■ **Text provided**:
--------------------------------

Sounds like he'll be in good hands.

Some people think dogs don't belong on boats, but mine even likes Patrick O'Brian ...









And she loves dinghy time because it means swims, walks and exploration.








Cove Island « Sail Log

Looking forward to seeing your pup's first boat pics.


----------



## PaulinVictoria (Aug 23, 2009)

I'm jealous, you can row your dinghy


----------



## -OvO- (Dec 31, 2011)

Portable gangplank? Teach it to climb a ladder, like Rin Tin Tin? Shoot it out of a cannon? Okay, maybe that last one isn't such a good idea.


----------



## Dog Ship (Sep 23, 2011)

Nice dog Paul. You have it right, teach them young and you shouldn't have any problems. 
Our Landseer was 7 years old when we got the boat and I can't get him down on the wharf much less the boat.
Our GSD how ever has no problem as he has been exposed to boats and the water his whole life.

Peter


----------



## SHNOOL (Jun 7, 2007)

Sorry malamute = huge dog! great dogs though.
Have you considered this?


----------



## PaulinVictoria (Aug 23, 2009)

That's always an option, might disturb some quiet anchorages though 

I'm hoping the dog will be big, but not *that* heavy, this breed of husky tends to be large but relatively slender. We met the mum last weekend, and when she stands up on her back legs, I'd say she's about 5'6" tall!


----------



## Faster (Sep 13, 2005)

--------------------------------

■ **Data records**:

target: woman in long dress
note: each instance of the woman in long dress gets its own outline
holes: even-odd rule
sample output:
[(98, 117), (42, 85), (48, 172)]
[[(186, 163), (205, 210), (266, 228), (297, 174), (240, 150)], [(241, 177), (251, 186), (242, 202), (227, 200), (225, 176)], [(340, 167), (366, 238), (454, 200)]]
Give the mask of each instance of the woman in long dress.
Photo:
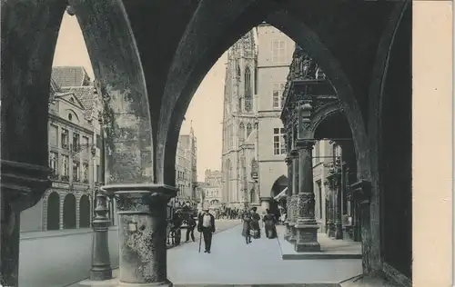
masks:
[(251, 243), (251, 215), (245, 213), (243, 216), (242, 236), (245, 237), (247, 244)]
[(268, 239), (277, 237), (277, 218), (275, 214), (270, 213), (268, 209), (266, 210), (266, 215), (262, 218), (265, 226), (266, 236)]
[(253, 238), (258, 239), (260, 238), (260, 215), (257, 213), (258, 207), (251, 208), (251, 229), (253, 230)]

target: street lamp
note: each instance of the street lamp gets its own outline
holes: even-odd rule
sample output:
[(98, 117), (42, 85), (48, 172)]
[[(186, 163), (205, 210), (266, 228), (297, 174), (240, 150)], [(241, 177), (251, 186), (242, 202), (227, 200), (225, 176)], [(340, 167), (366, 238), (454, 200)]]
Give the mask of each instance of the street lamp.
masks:
[[(95, 90), (94, 92), (96, 92)], [(105, 129), (101, 115), (98, 115), (100, 124), (100, 165), (101, 183), (96, 190), (96, 206), (95, 208), (95, 217), (92, 222), (93, 226), (93, 252), (92, 268), (90, 269), (91, 281), (103, 281), (112, 279), (112, 268), (110, 264), (108, 231), (110, 220), (106, 216), (109, 209), (107, 207), (107, 193), (103, 190), (105, 184), (106, 154), (105, 154)]]

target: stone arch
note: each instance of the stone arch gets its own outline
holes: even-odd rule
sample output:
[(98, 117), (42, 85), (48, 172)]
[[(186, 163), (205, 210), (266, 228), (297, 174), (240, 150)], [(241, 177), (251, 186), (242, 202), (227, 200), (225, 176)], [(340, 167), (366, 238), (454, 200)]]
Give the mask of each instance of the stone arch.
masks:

--------------------------------

■ **Exercises**:
1 - Translate this sentence from the forum thread about dogs on boats into Spanish: "And she loves dinghy time because it means swims, walks and exploration."
2 - Give every distinct username shown in a post header in the forum thread about dogs on boats, each listed once.

■ **Exercise solutions**:
1 - Y a ella le encanta el tiempo en el bote auxiliar porque significa baños, paseos y exploración.

2 -
- PaulinVictoria
- -OvO-
- Dog Ship
- SHNOOL
- Faster